**TASK TO COMPLETE**
Every line from the one with "locate wooden cross -- one point per instance" through the final line must be written out exactly, and no other line; omit the pictures.

**INPUT DATA**
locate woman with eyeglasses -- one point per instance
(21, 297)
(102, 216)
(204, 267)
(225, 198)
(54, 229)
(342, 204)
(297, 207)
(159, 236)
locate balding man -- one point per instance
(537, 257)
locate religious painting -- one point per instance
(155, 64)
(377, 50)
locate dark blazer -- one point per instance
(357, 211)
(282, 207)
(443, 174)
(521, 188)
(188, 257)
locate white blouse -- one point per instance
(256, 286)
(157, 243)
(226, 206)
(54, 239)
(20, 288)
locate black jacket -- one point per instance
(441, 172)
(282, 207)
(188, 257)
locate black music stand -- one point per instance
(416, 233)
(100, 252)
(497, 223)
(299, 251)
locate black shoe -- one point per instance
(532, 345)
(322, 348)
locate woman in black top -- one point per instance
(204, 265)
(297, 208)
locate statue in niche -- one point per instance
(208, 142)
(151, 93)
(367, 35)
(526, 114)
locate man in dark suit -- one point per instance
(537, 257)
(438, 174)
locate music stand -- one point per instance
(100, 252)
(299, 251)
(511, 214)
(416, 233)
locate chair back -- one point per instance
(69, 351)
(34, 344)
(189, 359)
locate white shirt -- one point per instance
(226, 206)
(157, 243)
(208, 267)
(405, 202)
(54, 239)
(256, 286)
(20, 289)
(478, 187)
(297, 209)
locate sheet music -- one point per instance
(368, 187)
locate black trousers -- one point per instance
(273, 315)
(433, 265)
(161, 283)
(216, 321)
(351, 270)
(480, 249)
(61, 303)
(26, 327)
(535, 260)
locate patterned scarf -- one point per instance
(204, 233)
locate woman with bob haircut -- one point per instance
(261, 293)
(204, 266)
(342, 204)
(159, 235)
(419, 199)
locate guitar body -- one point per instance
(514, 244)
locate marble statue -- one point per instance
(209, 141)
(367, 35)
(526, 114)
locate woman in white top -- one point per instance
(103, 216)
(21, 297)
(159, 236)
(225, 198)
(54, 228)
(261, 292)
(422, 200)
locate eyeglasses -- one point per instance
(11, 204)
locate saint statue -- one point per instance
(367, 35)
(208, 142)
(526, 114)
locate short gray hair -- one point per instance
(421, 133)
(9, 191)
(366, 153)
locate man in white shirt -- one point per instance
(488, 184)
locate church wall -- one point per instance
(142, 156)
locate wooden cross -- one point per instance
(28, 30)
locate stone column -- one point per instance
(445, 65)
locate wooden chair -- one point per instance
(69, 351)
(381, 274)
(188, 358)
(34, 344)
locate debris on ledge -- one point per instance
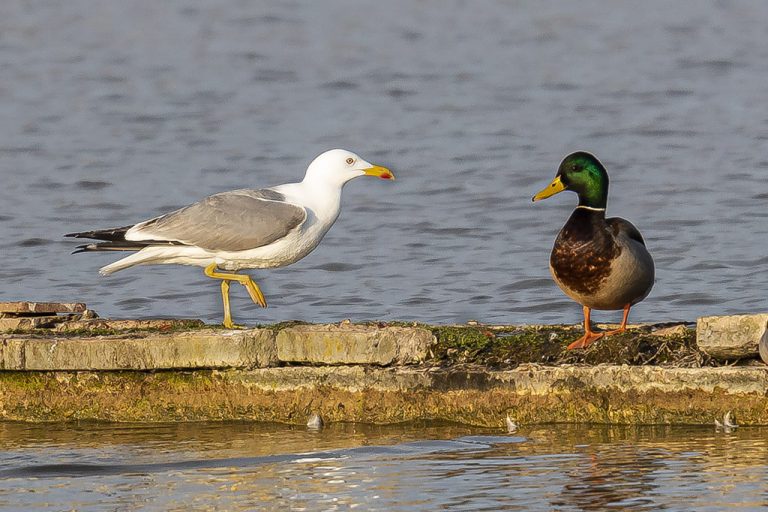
(21, 316)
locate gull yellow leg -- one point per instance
(250, 285)
(225, 299)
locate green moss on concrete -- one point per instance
(498, 348)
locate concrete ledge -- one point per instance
(150, 351)
(731, 337)
(532, 394)
(353, 344)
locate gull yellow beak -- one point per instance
(553, 188)
(379, 172)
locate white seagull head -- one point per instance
(338, 166)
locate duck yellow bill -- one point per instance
(379, 172)
(550, 190)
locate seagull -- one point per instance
(240, 229)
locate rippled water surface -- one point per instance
(112, 112)
(239, 466)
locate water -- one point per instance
(113, 112)
(238, 466)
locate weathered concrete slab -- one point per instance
(353, 344)
(27, 323)
(41, 307)
(532, 394)
(149, 351)
(731, 337)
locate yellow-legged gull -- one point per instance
(241, 229)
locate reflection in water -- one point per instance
(245, 466)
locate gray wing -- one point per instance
(620, 225)
(229, 221)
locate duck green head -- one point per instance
(582, 173)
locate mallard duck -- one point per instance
(600, 263)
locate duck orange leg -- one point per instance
(623, 327)
(589, 335)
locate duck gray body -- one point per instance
(601, 263)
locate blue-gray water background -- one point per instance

**RESPONSE BELOW**
locate wooden cross -- one point per instance
(28, 30)
locate stone column -- one point per instance
(445, 65)
locate wooden chair -- one point per instance
(69, 351)
(381, 274)
(188, 358)
(34, 344)
locate debris on ledge -- one point per instance
(21, 316)
locate gull yellow leg -- one point per instance
(250, 285)
(225, 299)
locate green moss on concrete -- one point per instance
(498, 348)
locate concrete ledge -- one point per instance
(150, 351)
(731, 337)
(532, 394)
(353, 344)
locate gull yellow beak -- one point per instance
(553, 188)
(379, 172)
locate white seagull head -- one point per instance
(338, 166)
locate duck yellow bill -- one point per instance
(379, 172)
(550, 190)
locate seagull -- one point per instance
(240, 229)
locate rippled water surface -- one point per instance
(112, 112)
(239, 466)
locate water -- one point per instance
(113, 112)
(238, 466)
locate weathered concrete slab -- one point per instance
(353, 344)
(27, 323)
(41, 307)
(532, 394)
(149, 351)
(731, 337)
locate yellow-legged gull -- one point per instance
(241, 229)
locate reflection in water -- one point per instance
(245, 466)
locate gray wing -- one point per instance
(620, 225)
(229, 221)
locate duck green head -- one point per instance
(582, 173)
locate mallard duck -- one point per instance
(600, 263)
locate duck orange leg -- one point per instance
(623, 327)
(589, 335)
locate duck gray body -- one point per instance
(601, 263)
locate blue-gray water background -- one point per instance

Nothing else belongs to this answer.